# TASK INPUT
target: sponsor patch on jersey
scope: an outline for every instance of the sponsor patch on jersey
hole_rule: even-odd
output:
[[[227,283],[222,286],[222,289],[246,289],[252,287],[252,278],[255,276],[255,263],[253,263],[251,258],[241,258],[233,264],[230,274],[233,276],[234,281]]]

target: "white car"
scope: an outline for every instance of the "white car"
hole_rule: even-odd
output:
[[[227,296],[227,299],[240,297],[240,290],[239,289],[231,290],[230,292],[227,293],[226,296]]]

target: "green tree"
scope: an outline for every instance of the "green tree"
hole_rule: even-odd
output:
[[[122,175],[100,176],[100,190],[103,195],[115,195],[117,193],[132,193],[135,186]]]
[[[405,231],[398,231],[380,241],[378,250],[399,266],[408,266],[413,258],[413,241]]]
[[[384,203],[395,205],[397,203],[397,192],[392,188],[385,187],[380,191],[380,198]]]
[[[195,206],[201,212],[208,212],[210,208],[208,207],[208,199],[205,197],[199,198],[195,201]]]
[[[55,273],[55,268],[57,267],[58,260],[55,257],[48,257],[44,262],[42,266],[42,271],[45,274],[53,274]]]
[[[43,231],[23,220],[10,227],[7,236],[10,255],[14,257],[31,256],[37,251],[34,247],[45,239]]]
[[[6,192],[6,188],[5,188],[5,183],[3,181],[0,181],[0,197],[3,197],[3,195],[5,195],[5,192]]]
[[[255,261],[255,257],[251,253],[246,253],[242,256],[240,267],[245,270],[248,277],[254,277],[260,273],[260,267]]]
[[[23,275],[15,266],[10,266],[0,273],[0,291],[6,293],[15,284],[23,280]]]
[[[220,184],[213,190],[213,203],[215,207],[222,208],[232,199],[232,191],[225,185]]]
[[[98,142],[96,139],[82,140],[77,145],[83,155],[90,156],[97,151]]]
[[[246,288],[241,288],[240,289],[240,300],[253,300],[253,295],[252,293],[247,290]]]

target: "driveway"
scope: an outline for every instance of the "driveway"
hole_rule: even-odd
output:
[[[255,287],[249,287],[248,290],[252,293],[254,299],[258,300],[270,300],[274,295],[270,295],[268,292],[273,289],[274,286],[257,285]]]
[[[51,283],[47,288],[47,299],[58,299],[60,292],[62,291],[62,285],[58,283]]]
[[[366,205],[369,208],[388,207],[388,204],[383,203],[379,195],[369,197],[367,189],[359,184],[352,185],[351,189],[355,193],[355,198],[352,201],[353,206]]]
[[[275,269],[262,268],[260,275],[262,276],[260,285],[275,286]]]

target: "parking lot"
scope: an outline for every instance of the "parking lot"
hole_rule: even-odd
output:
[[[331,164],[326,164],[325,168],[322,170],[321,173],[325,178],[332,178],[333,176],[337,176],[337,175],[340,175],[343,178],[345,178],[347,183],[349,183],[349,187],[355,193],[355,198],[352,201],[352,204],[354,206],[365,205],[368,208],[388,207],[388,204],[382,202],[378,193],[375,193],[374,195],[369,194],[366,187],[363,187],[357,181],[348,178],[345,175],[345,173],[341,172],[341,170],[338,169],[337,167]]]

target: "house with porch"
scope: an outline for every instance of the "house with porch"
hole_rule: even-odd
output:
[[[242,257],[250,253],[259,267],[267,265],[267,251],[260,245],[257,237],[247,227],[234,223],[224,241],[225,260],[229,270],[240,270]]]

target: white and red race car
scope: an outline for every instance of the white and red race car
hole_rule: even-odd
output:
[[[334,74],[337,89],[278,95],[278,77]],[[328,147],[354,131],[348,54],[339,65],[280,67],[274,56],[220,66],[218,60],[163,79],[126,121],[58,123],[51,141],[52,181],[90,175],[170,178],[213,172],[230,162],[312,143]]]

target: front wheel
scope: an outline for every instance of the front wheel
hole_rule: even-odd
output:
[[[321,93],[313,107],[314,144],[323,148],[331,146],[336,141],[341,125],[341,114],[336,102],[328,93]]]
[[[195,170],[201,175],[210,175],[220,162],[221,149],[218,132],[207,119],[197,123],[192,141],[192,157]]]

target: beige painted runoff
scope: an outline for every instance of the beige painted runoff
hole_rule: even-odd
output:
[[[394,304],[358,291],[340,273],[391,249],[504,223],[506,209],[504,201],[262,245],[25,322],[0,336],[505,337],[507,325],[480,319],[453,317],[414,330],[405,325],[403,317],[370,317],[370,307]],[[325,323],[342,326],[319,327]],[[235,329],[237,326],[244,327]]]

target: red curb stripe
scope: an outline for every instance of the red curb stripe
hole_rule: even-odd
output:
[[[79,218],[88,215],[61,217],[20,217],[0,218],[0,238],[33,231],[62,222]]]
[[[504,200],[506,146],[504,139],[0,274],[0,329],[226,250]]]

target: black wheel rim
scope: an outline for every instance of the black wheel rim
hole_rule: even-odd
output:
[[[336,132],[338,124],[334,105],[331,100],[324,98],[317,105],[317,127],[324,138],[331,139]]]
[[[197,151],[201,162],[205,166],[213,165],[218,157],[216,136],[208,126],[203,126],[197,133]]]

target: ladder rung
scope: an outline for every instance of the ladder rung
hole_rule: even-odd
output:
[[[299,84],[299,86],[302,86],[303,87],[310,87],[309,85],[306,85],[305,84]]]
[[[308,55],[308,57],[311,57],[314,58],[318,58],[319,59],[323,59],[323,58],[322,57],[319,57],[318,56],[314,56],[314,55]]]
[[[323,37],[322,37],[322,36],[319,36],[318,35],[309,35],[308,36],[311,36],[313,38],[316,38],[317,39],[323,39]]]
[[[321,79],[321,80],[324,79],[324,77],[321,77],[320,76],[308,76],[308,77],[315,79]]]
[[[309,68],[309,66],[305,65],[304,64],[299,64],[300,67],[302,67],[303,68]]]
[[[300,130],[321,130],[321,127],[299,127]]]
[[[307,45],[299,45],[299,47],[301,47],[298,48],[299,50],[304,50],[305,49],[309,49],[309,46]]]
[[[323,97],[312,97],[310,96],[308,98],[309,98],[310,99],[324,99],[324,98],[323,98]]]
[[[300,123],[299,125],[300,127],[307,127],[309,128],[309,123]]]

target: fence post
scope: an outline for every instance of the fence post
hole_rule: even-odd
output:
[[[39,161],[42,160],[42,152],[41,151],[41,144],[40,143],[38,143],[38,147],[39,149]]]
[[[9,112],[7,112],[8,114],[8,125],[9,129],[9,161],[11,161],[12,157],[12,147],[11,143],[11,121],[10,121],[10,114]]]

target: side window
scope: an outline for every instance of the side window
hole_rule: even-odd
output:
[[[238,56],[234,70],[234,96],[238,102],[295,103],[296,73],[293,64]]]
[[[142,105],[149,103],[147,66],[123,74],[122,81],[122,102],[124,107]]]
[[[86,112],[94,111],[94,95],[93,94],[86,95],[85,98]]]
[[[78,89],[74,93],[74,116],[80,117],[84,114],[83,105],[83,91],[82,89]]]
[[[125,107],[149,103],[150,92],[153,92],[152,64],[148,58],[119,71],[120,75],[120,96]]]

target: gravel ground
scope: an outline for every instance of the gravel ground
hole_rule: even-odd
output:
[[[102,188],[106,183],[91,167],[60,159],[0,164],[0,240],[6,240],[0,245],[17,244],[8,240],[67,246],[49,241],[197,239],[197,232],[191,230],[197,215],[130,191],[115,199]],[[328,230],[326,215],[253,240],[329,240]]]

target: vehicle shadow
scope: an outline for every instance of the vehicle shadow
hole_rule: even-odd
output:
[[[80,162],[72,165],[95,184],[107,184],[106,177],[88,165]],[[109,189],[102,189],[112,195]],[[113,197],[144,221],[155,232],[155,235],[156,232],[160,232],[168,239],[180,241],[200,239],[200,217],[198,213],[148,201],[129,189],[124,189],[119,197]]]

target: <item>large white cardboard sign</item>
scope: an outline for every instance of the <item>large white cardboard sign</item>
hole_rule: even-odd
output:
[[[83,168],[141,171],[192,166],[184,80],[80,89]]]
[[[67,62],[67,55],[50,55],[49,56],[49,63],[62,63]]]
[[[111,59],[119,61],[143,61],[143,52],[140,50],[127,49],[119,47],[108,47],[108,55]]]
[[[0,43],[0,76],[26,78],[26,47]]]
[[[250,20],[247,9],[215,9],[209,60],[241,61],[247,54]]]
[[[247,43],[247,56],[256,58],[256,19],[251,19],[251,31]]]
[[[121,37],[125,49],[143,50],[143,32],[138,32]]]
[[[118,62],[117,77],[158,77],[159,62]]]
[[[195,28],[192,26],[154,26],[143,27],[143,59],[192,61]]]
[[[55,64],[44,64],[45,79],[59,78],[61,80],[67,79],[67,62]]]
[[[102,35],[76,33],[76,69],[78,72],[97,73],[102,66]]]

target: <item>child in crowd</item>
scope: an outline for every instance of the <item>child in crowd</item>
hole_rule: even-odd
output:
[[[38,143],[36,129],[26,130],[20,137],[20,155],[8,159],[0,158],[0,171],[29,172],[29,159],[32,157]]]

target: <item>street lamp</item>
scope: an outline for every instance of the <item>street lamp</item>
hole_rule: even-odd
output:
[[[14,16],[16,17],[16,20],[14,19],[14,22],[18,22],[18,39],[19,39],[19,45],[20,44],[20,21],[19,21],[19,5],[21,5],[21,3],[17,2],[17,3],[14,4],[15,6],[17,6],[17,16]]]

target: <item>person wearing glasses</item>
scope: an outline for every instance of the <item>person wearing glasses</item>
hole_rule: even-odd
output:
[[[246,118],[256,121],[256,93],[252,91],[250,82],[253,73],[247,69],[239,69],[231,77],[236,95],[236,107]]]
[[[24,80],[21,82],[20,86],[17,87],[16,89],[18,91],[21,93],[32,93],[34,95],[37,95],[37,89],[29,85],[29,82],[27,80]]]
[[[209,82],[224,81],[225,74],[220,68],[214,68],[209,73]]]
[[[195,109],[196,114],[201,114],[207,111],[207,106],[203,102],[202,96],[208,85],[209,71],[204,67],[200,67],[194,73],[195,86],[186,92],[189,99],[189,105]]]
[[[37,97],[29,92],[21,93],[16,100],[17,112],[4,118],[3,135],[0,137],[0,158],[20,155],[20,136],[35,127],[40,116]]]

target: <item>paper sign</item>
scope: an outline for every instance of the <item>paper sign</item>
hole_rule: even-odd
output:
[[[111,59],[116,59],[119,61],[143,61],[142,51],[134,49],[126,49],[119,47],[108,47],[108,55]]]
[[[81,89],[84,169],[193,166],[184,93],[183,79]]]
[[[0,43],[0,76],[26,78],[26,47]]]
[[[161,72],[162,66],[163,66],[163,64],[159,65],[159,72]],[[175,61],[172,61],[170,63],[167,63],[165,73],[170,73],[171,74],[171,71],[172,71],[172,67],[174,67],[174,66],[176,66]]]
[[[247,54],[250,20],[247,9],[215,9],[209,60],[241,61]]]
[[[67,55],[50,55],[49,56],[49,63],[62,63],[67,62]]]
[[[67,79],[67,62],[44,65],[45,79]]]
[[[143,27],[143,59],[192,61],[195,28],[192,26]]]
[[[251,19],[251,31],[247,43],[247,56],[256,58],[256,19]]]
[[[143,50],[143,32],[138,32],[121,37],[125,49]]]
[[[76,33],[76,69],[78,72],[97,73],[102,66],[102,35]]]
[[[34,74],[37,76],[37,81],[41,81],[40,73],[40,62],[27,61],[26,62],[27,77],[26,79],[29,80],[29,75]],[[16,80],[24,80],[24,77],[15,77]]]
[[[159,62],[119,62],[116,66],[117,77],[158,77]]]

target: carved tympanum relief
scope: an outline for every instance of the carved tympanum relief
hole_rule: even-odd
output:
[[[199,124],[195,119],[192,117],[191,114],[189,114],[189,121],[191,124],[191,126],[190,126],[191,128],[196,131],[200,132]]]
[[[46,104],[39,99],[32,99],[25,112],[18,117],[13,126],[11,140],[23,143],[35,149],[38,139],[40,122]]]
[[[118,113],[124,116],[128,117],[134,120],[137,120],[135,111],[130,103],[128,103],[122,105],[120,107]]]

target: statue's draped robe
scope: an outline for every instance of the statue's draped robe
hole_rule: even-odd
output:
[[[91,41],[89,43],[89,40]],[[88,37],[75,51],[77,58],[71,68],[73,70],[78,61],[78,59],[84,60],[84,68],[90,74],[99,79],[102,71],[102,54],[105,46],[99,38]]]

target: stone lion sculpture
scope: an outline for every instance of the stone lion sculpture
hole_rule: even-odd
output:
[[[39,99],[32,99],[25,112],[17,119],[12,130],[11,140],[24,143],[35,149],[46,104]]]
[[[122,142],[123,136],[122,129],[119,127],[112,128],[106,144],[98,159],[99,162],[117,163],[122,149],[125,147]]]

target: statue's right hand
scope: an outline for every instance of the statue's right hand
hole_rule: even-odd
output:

# INSTRUCTIONS TO FOLLOW
Reproduce every line character for character, starting at the line containing "target: statue's draped robe" and continuing through the final line of the entries.

# FINISHED TASK
target: statue's draped robe
scope: an outline for every instance of the statue's draped robe
hole_rule: even-odd
output:
[[[91,41],[89,43],[89,40]],[[88,37],[75,51],[77,58],[71,68],[73,70],[78,61],[78,59],[84,60],[84,68],[90,74],[99,79],[102,71],[102,54],[105,46],[99,38]]]

target: stone lion sculpture
scope: an outline for every instance of the stone lion sculpture
hole_rule: even-odd
output:
[[[39,99],[32,99],[25,112],[17,119],[12,130],[11,140],[24,143],[35,149],[46,104]]]
[[[122,142],[123,136],[122,129],[119,127],[112,128],[106,144],[98,159],[99,162],[117,163],[122,149],[125,147]]]

target: statue's right hand
scope: an outline for every instance of the statue's right hand
hole_rule: even-odd
output:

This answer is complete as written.